Stated task
Render every item below as a two-column CSV with the headers "prompt" and "response," one row per item. Put the item's text in one quoted field and its answer in the other, with line breaks replaced by spaces.

Source data
•••
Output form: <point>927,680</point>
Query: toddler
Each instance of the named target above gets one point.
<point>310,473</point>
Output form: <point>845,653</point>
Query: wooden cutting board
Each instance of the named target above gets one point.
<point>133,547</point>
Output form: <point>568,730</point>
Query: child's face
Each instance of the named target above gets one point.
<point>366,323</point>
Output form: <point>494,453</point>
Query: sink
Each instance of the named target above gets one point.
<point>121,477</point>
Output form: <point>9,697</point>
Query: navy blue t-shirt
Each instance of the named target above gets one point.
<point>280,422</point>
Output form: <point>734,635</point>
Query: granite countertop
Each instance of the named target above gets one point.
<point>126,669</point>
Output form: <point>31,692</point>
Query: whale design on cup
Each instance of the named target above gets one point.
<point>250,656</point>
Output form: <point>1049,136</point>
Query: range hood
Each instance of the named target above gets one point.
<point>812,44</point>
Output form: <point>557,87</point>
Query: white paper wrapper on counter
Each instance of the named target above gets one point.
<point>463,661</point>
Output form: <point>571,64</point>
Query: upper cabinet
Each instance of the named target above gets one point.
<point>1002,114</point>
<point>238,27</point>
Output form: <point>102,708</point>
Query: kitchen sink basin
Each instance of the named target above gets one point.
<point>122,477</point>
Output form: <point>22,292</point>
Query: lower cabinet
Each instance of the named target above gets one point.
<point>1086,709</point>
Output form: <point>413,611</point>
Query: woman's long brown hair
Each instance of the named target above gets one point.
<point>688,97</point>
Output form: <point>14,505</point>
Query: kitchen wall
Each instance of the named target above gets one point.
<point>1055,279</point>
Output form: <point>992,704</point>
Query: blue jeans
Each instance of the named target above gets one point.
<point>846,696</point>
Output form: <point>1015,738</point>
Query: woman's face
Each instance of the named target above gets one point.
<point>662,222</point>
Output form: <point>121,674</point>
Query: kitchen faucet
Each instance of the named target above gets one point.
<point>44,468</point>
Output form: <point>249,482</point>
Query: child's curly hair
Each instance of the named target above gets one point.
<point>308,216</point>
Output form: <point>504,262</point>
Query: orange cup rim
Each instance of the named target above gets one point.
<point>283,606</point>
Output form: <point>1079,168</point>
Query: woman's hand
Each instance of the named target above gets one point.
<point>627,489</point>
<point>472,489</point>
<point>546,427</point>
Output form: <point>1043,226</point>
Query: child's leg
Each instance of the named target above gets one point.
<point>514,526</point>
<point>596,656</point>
•••
Written solution
prompt,response
"Output form: <point>927,680</point> Query: toddler Each instance of the named target above gets one point.","<point>310,473</point>"
"Output form: <point>845,653</point> Query: wooden cutting board Each instance of the named target above gets one point.","<point>133,547</point>"
"Output form: <point>568,730</point> Query: child's face Each instance of the named target above gets one point.","<point>366,323</point>"
"Output form: <point>494,453</point> Query: sink Each instance of the named target above gets one point.","<point>121,477</point>"
"Output form: <point>9,697</point> Query: navy blue t-shirt Each instance of the named target above gets one point.","<point>280,422</point>"
"Output form: <point>734,635</point> Query: granite countertop Each instance of the named target above gets one point.","<point>126,669</point>"
"Output form: <point>31,692</point> Query: whale design on cup Each instance of the named target above gets one point.","<point>250,656</point>"
"Output form: <point>1049,136</point> Query: range hood Each instance of the named target above gets one point.","<point>812,44</point>"
"Output form: <point>557,87</point> Query: white paper wrapper on counter Each instance of the named target above gets one point.","<point>463,661</point>"
"Output form: <point>571,64</point> Query: upper cabinet Each instance of the named target above gets one point.","<point>1002,114</point> <point>238,27</point>"
"Output form: <point>102,708</point> Query: kitchen sink basin Each instance of the named target above gets one point.","<point>122,477</point>"
"Output form: <point>22,292</point> Query: lower cabinet Each instance of the named target above gets one point.","<point>1086,709</point>"
"Output form: <point>413,611</point> Query: woman's long brown hair Each instance of the named target above gets one point.","<point>688,97</point>"
"Output form: <point>14,505</point> Query: kitchen wall Each instance of the named target above gets one point.","<point>1055,279</point>"
"Output form: <point>992,704</point> Query: blue jeans Each instance of the named target above gets one point.","<point>846,696</point>"
"Output form: <point>1015,738</point> Query: woman's face Each instance of the named target above gets one point.","<point>662,222</point>"
"Output form: <point>121,674</point> Query: kitchen faucet Each instance of the named target above gets one point.","<point>44,468</point>"
"Output form: <point>249,482</point> Query: child's curly hair Each instance of the named target above gets one point.","<point>308,216</point>"
"Output form: <point>504,262</point> Query: orange cup rim Each instance of the named target above gets one point.","<point>283,606</point>"
"Output form: <point>1079,168</point> Query: woman's hand Each instance of the named target above gets one point.","<point>627,489</point> <point>472,489</point> <point>546,427</point>"
"Output form: <point>1043,226</point> Query: child's leg Each instance of the named target above gets one point.","<point>514,526</point> <point>596,656</point>"